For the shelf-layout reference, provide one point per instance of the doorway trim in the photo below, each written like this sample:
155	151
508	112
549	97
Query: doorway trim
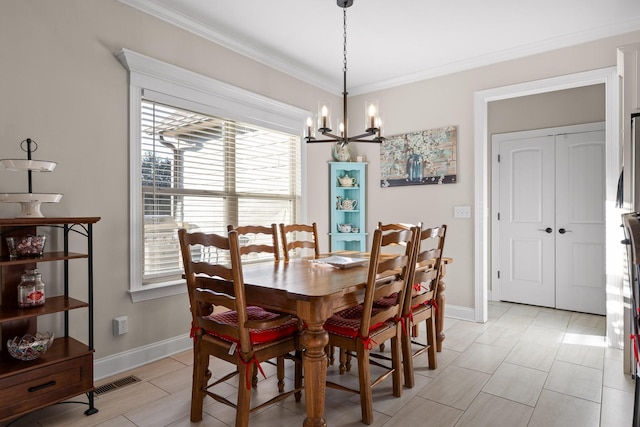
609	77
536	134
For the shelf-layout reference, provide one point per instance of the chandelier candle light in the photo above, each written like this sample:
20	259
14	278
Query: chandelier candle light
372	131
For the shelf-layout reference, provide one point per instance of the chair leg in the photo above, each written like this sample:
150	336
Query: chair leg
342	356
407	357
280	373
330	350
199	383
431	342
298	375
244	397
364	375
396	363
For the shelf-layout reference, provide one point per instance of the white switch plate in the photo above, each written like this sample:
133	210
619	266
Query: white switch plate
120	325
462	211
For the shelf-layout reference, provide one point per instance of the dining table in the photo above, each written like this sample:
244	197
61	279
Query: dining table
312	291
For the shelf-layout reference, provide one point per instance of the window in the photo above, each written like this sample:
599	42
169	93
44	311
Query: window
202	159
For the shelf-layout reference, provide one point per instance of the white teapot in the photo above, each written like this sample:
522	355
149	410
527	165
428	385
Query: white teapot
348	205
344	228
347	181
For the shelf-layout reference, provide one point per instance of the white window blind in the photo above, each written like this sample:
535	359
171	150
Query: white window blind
**********
■ Exercise prompt
Reproduce each line exactly, please, except for any pictures.

■ Expected answer
For the shelf-layout reference, provide one point per instance of the doorway trim in the photo below, each written like this sample:
155	151
508	112
549	97
Query: doorway trim
609	77
536	134
For the shelf-layout reference, provide one point per instance of the chandelier candle light in the photo above, each written like this sample:
20	259
14	278
Query: chandelier candle light
372	131
For the shelf-layout reference, provide one point per instance of the chair leg in the photo above, each written like this sample:
150	336
Query: chair leg
342	356
407	357
280	373
330	350
199	383
431	342
298	375
244	397
364	375
396	363
For the shelf-layout reference, provide one point per instance of the white switch plate in the photo above, each written like this sample:
133	210
619	266
Query: white switch plate
120	325
462	211
For the shelf-layout reference, provide one point per instance of the dining table in the photo above, each written like this sample:
244	197
61	279
Query: dining table
312	291
For the shelf-layout reference, provide one point per instance of the window in the photo above, each written like this sample:
599	42
169	93
44	311
Query: window
202	159
For the shelf-layout reference, provide one point per instance of the white teapot in the photo above, each written like this sample:
522	355
149	410
527	165
428	385
Query: white teapot
348	205
344	228
347	181
For the shelf-layout reference, provide one point per instance of the white window blind in the photo above, each written like this sample:
535	359
171	150
Query: white window blind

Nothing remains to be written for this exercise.